##### EXCERPTED TEXT #####
[
https://issues.apache.org/jira/browse/CASSANDRA-5725?page=com.atlassian.jira.plugin.system.issuetabpanels:comment-tabpanel&focusedCommentId=13700187#comment-13700187
]
Sergio Bossa commented on CASSANDRA-5725:
-----------------------------------------
Well, in an ideal world, given C* has the notion of schema, mutations should be
validated with the schema of the coordinator node and associated to such schema
version, which should be unique and monotonic (we are the former, not the
latter): this way, replica nodes could understand if they're missing a schema
update and request it (which would solve this bug), as well as recognize if a
partition is ongoing and react accordingly.
By the way, this probably translates in using vector clocks for schema updates,
and I understand C* has not been designed this way, so let's forget about the
ideal world.
A more pragmatic solution may be to implement a consistency level for schema
updates too: right now we only wait for the schema to be applied on the local
node, while supporting all consistency levels would allow subsequent updates to
succeed under the same CL specification: i.e., applying a schema update at
CL.QUORUM would allow subsequent updates at the same CL to succeed too.
Finally, a trivial one may just be to make the schema problem explicit with a
specific exception.
Certainly, in my opinion, masking a schema problem with a timeout exception is
pretty much confusing, and may lead to several hours spent in debugging/testing
or (if the user isn't that smart to do that) increasing the timeouts, which is
a bad solution to a wrong problem.
#####
• [EXERCISE TASK 1]:
Copy the Cassandra comment word for word from "A more pragmatic" to "to succeed too.".
• [EXERCISE TASK 2]:
According to the Cassandra comment, what do schema updates currently wait for before completing?
The items below the comment come from a separate source.
##### INFORMATION SUPPLIED #####
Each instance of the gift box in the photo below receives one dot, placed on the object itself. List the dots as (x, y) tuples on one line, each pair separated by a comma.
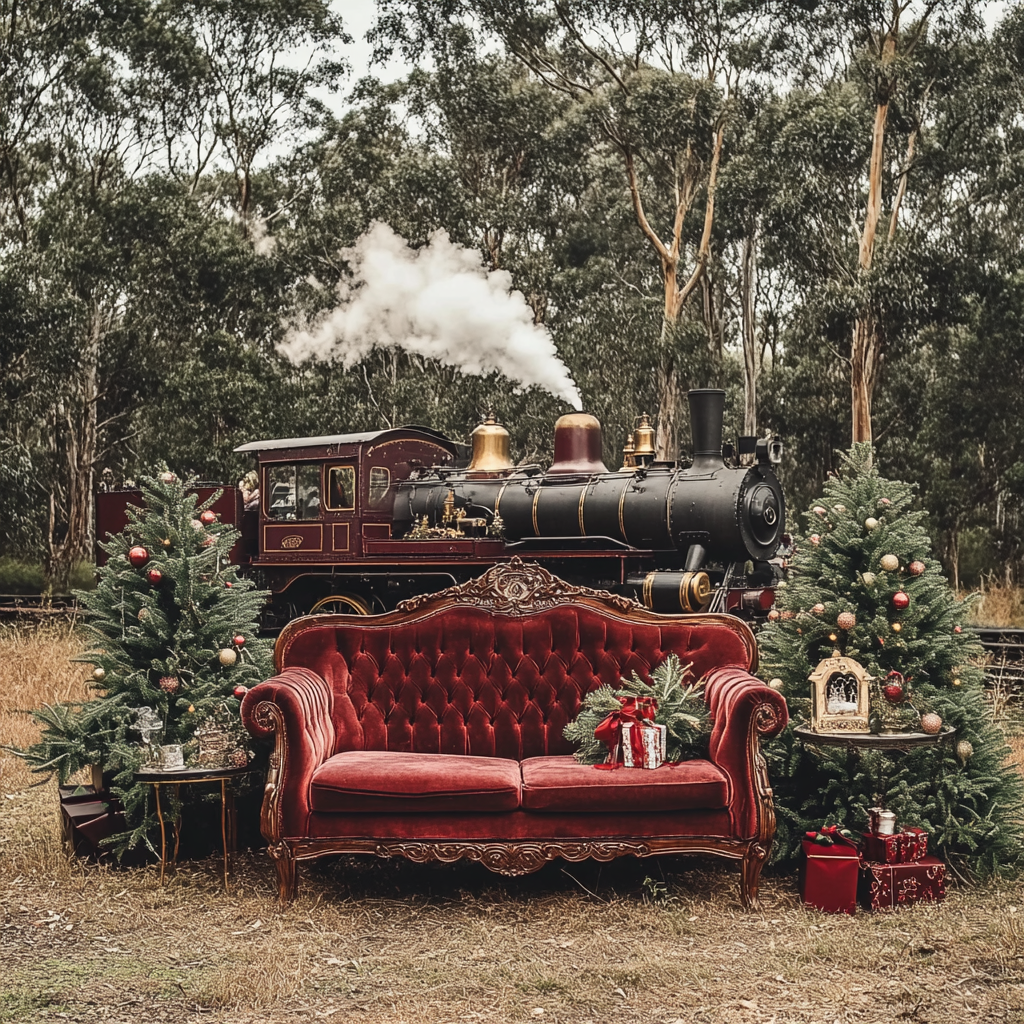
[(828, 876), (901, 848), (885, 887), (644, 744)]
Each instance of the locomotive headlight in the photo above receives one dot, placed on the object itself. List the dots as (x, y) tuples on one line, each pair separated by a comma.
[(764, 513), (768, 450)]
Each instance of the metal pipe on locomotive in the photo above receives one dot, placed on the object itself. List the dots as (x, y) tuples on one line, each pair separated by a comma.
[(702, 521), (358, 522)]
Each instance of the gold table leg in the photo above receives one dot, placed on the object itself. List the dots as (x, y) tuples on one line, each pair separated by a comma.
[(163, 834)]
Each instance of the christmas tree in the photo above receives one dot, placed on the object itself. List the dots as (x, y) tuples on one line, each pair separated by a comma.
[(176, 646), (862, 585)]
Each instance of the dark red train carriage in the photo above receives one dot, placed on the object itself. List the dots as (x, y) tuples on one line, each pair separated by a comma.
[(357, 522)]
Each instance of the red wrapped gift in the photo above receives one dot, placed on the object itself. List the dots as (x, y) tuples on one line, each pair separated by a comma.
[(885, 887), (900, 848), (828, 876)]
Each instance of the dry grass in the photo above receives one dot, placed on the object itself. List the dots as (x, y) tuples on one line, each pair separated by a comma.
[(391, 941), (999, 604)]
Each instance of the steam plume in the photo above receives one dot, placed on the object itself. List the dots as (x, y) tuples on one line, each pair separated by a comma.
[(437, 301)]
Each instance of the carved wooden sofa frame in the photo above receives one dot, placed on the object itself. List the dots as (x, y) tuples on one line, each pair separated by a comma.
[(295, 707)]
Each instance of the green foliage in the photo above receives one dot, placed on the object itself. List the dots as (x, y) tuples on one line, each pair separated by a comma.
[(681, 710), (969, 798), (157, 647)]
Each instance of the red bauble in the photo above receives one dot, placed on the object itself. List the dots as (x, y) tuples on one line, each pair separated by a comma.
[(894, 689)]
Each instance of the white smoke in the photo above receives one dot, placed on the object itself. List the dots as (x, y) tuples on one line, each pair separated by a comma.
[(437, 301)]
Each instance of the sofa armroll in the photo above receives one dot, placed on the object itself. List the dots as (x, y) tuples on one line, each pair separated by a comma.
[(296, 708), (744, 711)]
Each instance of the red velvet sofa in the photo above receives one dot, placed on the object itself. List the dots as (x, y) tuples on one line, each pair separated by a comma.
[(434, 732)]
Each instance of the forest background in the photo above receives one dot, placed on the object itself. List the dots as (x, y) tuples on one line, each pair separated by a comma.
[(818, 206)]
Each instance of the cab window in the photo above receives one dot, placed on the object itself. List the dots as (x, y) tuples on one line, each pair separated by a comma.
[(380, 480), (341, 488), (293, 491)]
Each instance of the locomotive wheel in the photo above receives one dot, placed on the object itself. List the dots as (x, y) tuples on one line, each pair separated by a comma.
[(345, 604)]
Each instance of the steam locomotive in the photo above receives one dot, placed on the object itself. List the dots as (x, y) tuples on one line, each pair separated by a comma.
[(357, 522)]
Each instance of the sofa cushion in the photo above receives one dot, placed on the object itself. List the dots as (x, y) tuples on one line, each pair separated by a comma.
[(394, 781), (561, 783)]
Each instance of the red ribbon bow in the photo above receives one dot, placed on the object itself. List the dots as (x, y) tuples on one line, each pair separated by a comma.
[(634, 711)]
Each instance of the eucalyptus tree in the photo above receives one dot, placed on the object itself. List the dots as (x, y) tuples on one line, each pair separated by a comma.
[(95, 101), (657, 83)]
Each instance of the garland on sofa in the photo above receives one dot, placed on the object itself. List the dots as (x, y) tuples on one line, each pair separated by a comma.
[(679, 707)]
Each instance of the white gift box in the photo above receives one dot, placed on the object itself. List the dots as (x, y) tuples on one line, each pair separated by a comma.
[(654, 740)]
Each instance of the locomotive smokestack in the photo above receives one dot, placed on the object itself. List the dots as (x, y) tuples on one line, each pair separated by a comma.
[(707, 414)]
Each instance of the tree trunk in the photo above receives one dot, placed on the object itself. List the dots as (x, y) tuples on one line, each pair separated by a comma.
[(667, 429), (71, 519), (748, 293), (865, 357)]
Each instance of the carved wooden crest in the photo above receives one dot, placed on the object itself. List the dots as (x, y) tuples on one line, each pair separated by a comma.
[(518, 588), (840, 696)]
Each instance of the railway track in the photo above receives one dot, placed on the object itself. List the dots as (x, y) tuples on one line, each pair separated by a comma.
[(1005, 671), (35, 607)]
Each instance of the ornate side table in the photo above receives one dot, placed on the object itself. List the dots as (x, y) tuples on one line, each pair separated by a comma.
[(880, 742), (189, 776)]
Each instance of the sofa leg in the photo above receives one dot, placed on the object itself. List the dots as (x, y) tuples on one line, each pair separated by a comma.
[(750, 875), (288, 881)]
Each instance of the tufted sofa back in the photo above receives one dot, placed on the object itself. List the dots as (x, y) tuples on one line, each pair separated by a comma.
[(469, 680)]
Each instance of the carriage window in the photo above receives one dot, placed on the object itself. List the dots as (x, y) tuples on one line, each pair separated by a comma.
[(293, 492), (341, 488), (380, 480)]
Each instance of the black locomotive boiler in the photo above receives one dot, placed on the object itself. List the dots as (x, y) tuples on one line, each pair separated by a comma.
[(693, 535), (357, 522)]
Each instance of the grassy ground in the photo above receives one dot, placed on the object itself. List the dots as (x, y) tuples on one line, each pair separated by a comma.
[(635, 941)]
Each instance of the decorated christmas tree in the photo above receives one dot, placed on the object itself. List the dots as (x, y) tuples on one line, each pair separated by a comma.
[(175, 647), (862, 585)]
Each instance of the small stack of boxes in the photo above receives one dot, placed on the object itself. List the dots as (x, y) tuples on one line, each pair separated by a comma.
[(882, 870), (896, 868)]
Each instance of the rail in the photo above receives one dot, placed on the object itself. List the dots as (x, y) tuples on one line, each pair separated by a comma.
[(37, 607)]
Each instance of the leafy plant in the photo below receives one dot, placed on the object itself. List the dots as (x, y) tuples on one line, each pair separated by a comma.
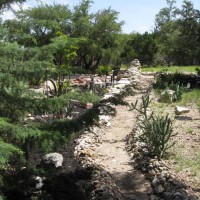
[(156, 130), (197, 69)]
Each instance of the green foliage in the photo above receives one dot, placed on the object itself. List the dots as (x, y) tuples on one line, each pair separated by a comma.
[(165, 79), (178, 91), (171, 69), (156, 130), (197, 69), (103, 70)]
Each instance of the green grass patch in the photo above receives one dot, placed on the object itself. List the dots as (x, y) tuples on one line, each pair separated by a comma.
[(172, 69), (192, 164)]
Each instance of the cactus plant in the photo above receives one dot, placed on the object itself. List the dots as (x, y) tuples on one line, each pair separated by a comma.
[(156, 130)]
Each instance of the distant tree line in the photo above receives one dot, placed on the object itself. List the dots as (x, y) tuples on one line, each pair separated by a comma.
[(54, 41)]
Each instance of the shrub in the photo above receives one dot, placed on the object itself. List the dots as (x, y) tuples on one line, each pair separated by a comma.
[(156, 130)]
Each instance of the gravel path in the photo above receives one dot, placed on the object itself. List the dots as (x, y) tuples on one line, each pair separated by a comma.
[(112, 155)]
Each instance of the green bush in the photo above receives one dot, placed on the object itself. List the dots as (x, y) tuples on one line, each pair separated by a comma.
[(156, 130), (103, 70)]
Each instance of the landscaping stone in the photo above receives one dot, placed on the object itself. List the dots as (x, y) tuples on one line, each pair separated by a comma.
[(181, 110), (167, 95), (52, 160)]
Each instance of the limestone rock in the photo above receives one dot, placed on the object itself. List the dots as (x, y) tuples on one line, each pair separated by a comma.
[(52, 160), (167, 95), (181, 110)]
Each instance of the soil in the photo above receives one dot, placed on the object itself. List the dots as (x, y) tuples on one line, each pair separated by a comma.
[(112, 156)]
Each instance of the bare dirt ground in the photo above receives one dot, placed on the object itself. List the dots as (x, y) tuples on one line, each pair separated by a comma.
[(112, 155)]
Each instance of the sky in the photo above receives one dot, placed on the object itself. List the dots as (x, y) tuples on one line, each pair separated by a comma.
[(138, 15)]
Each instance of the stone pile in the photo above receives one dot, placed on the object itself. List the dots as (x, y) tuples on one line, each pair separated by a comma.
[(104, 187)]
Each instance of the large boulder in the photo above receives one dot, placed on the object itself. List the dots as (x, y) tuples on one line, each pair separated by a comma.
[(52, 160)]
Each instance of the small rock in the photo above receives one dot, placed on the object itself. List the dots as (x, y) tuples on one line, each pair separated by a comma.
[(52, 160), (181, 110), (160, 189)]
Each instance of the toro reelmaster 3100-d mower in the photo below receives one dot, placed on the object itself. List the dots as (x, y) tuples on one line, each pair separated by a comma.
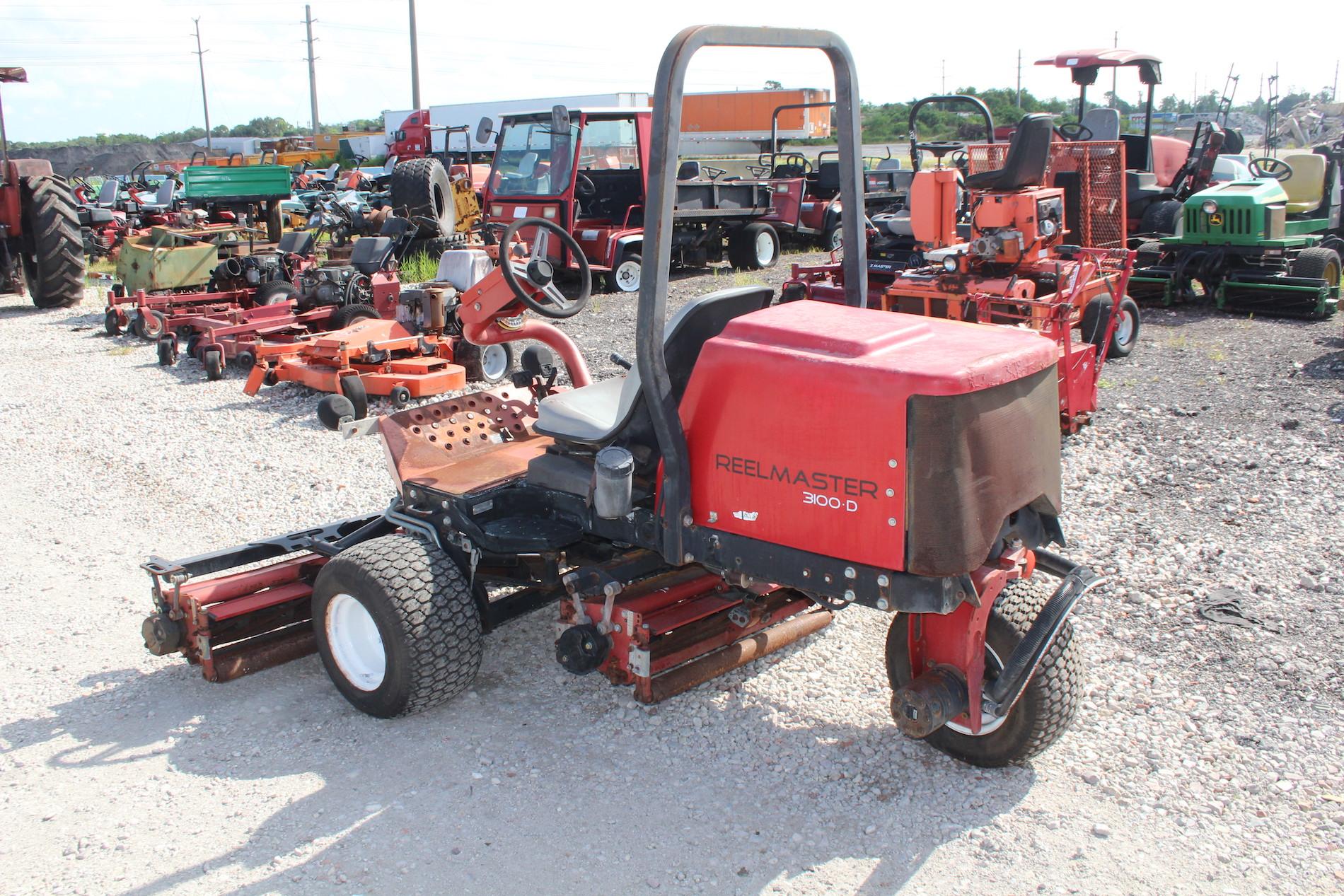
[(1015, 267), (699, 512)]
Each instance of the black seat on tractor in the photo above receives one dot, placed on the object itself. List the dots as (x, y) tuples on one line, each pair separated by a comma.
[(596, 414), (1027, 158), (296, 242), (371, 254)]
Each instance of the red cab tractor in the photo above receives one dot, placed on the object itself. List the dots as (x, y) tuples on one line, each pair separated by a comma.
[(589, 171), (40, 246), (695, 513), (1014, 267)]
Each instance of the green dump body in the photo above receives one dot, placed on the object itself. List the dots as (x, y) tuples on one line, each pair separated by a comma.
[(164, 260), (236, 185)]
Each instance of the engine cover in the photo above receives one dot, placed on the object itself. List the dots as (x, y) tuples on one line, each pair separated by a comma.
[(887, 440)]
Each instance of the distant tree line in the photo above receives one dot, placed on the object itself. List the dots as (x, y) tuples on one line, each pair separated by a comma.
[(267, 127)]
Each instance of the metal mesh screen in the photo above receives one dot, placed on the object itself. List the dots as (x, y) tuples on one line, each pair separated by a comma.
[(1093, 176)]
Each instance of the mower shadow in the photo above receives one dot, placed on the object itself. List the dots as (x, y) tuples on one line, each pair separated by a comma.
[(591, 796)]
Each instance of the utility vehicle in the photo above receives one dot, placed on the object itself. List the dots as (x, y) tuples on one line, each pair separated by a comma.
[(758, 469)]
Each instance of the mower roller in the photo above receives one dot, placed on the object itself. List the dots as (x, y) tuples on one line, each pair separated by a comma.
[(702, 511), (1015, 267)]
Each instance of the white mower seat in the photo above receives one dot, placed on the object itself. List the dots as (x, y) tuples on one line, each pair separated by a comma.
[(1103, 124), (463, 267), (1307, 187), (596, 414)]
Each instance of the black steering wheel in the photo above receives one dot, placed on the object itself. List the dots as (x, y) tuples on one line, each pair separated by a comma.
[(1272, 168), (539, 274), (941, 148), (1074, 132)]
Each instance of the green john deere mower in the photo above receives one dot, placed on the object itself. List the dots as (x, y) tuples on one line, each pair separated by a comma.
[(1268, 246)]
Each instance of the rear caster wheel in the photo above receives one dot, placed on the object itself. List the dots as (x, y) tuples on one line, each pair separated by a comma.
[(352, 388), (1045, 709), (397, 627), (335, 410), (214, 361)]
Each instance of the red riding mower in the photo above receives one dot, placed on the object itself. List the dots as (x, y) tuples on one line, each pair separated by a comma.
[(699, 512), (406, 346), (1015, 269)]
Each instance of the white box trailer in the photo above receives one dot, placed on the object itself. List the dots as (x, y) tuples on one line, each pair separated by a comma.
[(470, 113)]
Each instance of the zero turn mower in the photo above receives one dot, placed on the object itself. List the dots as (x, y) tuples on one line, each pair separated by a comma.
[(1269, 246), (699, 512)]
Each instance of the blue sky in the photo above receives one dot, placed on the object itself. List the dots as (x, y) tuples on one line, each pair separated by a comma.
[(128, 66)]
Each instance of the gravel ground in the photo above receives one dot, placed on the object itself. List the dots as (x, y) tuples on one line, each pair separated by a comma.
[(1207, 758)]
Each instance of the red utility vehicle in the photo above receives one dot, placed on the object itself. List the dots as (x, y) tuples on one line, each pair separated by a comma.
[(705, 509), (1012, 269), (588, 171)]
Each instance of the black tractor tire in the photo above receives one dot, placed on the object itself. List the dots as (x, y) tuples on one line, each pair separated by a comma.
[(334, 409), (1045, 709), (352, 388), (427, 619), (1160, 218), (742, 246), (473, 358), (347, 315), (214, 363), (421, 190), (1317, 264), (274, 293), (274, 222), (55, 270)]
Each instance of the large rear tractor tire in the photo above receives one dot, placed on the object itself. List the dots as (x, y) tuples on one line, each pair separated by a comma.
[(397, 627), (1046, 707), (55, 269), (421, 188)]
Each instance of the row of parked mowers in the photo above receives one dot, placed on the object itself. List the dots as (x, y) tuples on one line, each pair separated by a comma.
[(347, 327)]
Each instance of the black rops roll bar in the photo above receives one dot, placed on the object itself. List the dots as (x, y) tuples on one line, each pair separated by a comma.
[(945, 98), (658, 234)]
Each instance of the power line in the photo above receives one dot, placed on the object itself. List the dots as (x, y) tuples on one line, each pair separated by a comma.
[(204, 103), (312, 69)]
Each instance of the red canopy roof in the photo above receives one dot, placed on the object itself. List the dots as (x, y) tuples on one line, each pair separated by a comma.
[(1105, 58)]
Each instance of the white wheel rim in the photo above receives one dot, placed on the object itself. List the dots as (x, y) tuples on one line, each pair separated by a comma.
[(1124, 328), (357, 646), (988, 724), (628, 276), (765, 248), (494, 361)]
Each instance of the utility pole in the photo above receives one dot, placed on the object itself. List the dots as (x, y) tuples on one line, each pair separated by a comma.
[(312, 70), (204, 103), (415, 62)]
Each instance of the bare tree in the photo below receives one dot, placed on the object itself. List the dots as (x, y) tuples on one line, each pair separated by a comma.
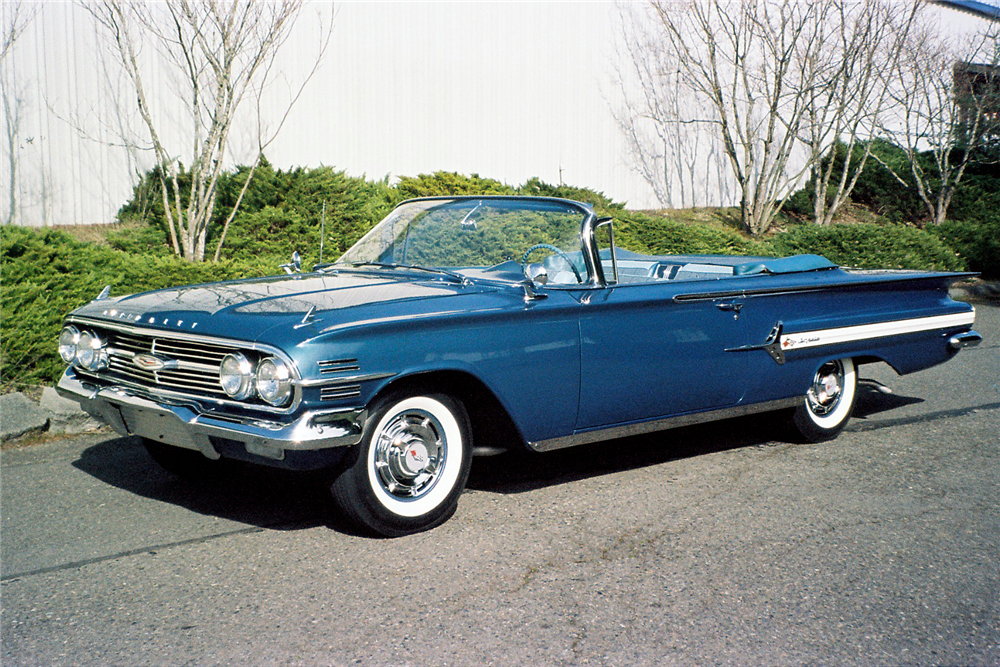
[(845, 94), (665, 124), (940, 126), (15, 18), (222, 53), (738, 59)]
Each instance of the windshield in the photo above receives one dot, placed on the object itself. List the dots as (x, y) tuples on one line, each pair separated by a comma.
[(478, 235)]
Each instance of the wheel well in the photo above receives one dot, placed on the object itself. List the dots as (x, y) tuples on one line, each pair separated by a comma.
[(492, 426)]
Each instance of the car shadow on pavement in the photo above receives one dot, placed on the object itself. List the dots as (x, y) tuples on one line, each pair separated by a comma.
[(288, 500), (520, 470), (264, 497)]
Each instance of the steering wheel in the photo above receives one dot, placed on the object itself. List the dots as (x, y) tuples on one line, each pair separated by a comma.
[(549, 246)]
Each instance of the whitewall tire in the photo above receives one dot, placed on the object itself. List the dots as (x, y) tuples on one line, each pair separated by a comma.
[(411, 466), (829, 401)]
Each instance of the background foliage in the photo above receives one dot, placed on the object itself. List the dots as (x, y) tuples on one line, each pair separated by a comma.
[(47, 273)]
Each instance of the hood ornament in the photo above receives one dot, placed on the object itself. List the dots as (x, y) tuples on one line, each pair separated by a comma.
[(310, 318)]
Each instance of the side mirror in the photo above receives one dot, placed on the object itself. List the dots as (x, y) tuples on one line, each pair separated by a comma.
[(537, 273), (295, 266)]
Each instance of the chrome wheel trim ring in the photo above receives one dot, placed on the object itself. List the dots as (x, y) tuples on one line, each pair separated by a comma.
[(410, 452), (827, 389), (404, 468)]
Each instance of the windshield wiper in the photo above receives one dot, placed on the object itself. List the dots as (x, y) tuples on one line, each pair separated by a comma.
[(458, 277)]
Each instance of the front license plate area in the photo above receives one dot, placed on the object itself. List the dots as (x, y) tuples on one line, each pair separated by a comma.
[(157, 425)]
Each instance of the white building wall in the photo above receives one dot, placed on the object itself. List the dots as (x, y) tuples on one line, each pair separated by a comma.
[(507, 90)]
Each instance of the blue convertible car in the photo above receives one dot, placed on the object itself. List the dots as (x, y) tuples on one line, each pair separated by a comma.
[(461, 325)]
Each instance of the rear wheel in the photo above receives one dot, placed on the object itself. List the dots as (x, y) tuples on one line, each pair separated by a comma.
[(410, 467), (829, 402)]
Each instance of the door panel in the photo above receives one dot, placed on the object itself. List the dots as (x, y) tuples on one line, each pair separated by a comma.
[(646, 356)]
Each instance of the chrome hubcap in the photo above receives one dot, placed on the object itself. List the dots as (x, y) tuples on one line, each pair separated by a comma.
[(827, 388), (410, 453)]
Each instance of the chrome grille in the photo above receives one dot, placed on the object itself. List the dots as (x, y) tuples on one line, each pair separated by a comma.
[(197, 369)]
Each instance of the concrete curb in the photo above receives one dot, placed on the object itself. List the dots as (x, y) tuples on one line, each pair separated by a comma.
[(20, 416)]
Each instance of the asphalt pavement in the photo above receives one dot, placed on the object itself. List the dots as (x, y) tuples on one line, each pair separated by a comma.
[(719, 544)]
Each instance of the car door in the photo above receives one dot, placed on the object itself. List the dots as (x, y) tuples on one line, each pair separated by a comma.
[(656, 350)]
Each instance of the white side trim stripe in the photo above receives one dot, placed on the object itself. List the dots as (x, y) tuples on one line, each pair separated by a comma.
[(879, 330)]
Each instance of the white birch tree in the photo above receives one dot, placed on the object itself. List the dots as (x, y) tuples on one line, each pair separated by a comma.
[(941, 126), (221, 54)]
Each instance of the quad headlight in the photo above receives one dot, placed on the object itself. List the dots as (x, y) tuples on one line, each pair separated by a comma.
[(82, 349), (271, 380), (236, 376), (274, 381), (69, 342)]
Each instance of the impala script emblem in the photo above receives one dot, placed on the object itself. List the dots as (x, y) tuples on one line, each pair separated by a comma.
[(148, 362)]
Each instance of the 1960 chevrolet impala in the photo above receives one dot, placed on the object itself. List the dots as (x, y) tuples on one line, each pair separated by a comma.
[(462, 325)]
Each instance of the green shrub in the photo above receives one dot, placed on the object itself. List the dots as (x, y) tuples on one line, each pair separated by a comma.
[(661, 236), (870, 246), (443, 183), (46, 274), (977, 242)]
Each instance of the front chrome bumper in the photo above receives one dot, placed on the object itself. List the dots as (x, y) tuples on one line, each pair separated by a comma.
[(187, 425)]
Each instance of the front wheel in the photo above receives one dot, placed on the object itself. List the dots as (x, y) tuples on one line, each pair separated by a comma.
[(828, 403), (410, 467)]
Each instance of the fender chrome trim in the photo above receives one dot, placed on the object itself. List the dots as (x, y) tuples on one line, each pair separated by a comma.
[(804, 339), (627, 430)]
#####
• [WRITTEN REPLY 1]:
A more pragmatic solution may be to implement a consistency level for schema
updates too: right now we only wait for the schema to be applied on the local
node, while supporting all consistency levels would allow subsequent updates to
succeed under the same CL specification: i.e., applying a schema update at
CL.QUORUM would allow subsequent updates at the same CL to succeed too.

• [WRITTEN REPLY 2]:
They only wait for the schema to be applied on the local node.